**What you need to do:** Write the next part of the passage on PUF authentication and helper data, starting after its final sentence.
# Start of Excerpt to read
With a PUF, it is almost the same. You register the PUF with the system by extracting $R$ and $P$ from $w$. $R$ and $P$ would then be stored in, for example, a database. When the PUF is used again to authenticate, the service would read $w'$, pull $P$ from the database and run the reproduction procedure to get $R'$. It could then pull $R$ from the database and see if $R==R'$. If so, authentication is successful and access is granted.

How you protect $R$ and $P$ from the generation phase is up to you. It also depends on how paranoid you are, how valuable the service is, your threat model, etc. For some, simply storing them in a database that (hopefully) only they have read access to is fine. Others might want to encrypt and sign the values.

It should be noted that $P$ is a public value. It does not need to be kept secret for the system to be secure. As you noted, however, if someone tampers with $P$, they could trick the system into authenticating the wrong party. Equivalently, if I change the hash stored in a database with login credentials, I can now become that user.

Active Attacker Update

Things become tricky when you allow your adversary to modify $P$. AFAIK, there are no guarantees that the attacker cannot modify $P$ in a devistating way (e.g., to publically reveal $R$). And I am not aware of any PUF research to mitigate the problem.

Fortunately PUFs and biometrics are very similar.
# End of Excerpt to read
# Start of Given information
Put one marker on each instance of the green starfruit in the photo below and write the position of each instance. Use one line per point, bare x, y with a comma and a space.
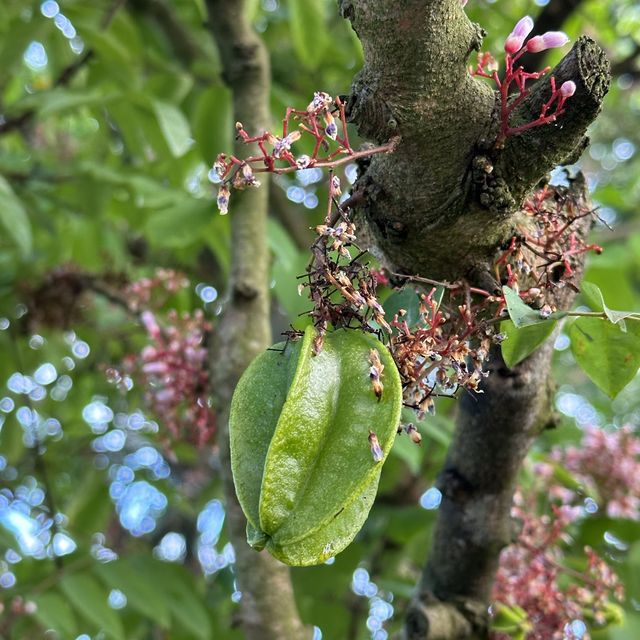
304, 434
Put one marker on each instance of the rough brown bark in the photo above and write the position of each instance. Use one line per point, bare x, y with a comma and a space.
431, 206
440, 206
268, 609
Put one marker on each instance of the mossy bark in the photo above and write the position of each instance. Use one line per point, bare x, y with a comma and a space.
440, 206
268, 608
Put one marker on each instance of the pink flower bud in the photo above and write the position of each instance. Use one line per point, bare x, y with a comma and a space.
548, 40
517, 36
154, 368
150, 324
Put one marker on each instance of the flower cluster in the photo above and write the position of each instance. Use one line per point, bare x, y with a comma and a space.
607, 465
543, 254
342, 288
532, 573
515, 77
447, 347
172, 368
444, 350
532, 577
324, 121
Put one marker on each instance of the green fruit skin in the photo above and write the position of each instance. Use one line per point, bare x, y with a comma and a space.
302, 466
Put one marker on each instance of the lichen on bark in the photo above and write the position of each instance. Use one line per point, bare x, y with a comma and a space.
440, 206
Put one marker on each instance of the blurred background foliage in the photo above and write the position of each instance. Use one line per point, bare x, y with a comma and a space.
111, 114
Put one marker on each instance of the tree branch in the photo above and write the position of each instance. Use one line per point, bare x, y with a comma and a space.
440, 206
442, 202
494, 432
268, 610
527, 157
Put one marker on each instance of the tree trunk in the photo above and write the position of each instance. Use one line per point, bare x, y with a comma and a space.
268, 608
440, 206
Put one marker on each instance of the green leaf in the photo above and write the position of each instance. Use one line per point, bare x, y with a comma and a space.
186, 605
14, 219
519, 343
288, 263
608, 355
54, 612
180, 225
174, 126
212, 123
308, 29
409, 300
90, 600
595, 300
47, 103
521, 315
142, 594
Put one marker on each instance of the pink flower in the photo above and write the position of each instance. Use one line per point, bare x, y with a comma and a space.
223, 199
517, 37
548, 40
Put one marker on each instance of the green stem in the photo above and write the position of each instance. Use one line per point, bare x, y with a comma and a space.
268, 609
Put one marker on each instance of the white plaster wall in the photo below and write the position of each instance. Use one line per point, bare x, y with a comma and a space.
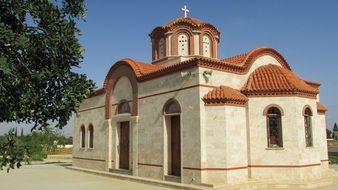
225, 144
93, 102
168, 82
152, 123
93, 158
234, 80
294, 151
196, 44
321, 124
123, 90
151, 129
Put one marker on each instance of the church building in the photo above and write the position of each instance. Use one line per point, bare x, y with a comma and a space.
193, 118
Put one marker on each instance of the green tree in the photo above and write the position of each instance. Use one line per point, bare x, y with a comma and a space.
328, 133
12, 153
38, 51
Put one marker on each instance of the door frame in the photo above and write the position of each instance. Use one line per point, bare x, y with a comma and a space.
119, 145
112, 161
166, 165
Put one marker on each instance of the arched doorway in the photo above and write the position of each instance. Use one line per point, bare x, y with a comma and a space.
124, 137
172, 115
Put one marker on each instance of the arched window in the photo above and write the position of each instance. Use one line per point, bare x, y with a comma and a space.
274, 127
206, 46
123, 107
182, 45
82, 137
308, 127
161, 48
91, 136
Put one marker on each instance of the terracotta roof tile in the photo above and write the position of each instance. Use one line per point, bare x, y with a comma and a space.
194, 22
191, 20
321, 108
237, 59
224, 95
275, 80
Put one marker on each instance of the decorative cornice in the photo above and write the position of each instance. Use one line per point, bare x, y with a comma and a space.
321, 108
224, 95
97, 92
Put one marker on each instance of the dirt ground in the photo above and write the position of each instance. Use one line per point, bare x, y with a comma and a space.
56, 177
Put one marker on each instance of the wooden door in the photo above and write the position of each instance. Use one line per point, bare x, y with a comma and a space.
124, 145
175, 146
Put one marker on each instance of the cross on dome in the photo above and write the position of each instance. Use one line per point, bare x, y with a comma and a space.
185, 10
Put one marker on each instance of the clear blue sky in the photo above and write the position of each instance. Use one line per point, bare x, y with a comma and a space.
305, 32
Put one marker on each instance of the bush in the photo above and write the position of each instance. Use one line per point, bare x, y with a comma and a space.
333, 159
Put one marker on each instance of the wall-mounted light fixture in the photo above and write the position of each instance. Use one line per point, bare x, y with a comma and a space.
207, 73
185, 74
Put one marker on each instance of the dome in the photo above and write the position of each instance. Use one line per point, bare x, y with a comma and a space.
184, 37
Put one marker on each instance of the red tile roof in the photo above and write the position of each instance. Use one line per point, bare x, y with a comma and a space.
224, 95
194, 22
237, 59
321, 108
275, 80
190, 20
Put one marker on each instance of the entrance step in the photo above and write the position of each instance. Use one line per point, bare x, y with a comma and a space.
121, 171
172, 178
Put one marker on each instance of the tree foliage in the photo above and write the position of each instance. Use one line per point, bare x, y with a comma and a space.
38, 51
328, 133
335, 127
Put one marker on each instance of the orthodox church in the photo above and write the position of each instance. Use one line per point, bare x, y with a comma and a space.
193, 118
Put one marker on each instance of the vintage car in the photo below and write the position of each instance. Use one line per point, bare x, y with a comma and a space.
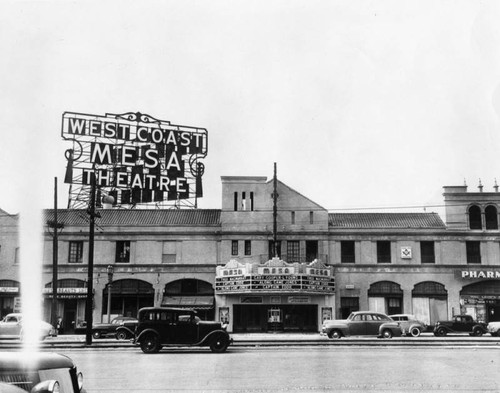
120, 327
362, 323
40, 372
409, 324
11, 327
162, 326
460, 324
494, 328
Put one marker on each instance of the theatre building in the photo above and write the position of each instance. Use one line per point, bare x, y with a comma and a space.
260, 269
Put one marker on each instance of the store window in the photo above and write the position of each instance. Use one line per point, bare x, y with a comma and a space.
347, 252
475, 217
75, 252
427, 254
384, 252
491, 217
473, 251
293, 251
234, 247
123, 251
348, 305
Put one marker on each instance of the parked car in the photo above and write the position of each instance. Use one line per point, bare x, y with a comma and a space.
162, 326
362, 323
460, 324
409, 324
40, 372
494, 328
11, 327
120, 327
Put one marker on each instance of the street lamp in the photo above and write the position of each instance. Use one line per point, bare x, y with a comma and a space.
110, 269
56, 227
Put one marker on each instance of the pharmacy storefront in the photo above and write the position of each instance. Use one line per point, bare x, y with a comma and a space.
480, 293
274, 296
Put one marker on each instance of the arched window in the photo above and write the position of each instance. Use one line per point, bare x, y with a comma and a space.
475, 217
491, 216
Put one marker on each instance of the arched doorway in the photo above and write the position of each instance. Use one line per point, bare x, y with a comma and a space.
9, 292
191, 293
481, 300
127, 297
430, 302
385, 297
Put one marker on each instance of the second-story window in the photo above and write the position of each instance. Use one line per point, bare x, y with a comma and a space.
75, 252
271, 249
475, 217
383, 251
234, 247
491, 217
123, 251
347, 252
473, 251
427, 254
248, 247
293, 251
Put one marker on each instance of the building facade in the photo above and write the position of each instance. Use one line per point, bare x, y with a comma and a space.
227, 263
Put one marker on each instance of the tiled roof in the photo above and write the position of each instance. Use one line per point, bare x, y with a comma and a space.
385, 220
138, 217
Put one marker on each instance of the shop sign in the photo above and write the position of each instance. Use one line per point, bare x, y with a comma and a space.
17, 304
299, 299
482, 274
251, 299
145, 159
67, 293
9, 290
406, 253
275, 300
274, 283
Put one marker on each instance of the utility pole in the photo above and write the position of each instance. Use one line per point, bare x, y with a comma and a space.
55, 251
90, 284
275, 213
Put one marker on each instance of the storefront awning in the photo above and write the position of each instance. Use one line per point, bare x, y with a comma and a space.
197, 302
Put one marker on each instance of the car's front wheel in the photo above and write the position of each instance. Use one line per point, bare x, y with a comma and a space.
415, 331
440, 332
219, 344
335, 333
150, 344
121, 335
477, 332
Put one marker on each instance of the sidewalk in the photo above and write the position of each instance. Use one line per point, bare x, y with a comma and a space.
281, 339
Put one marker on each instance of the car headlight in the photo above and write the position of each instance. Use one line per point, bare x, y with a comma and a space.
80, 381
50, 386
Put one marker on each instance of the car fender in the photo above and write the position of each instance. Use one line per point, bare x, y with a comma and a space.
337, 326
144, 333
394, 327
206, 340
126, 329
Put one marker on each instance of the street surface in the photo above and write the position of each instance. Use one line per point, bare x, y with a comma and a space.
291, 369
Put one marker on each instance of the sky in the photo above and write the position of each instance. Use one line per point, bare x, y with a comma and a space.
361, 104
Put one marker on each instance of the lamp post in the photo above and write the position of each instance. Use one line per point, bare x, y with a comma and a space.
110, 269
56, 228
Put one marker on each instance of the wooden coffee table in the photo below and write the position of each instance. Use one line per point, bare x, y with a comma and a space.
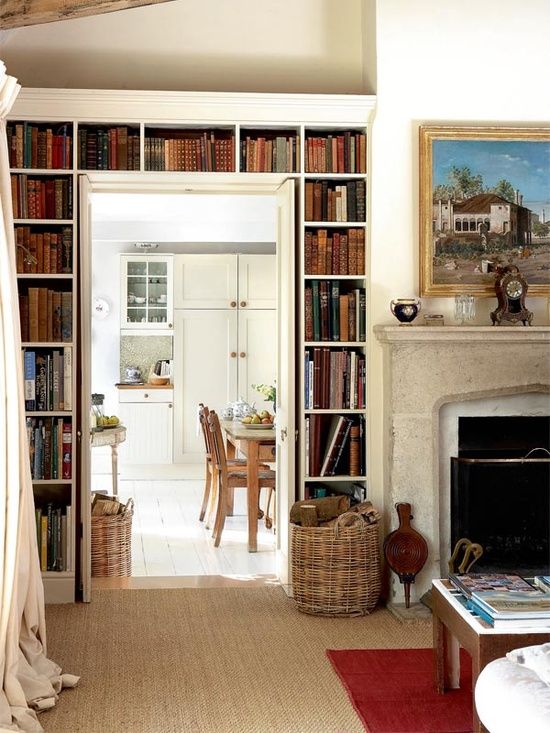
# End of Given information
**Reply:**
  1. Both are a noisy source
  2. Both require fuzzy extraction to be used to handle the noise

Given that, hopefully the following will at least help to solve the problem.

In "Robust and Reusable Fuzzy Extractors" by Boyen in the book "Security with Noisy Data", Boyen tackles a similar problem. From the chapter:

Unfortunately, ordinary fuzzy extractors do not address the issue of an active adversary that can modify $P$ maliciously, either on the storage server or while in transit to the user.

I don't fully understand the details of the work yet, so I don't feel it wise to try and describe the algorithms and protocols.

NOTE: It looks like much of that chapter was taken from a paper by Boyen and some of his colleagues titled "Secure Remote Authentication using Biometric Data". I have not read the paper to confirm that all the detail you might be looking for is there, however.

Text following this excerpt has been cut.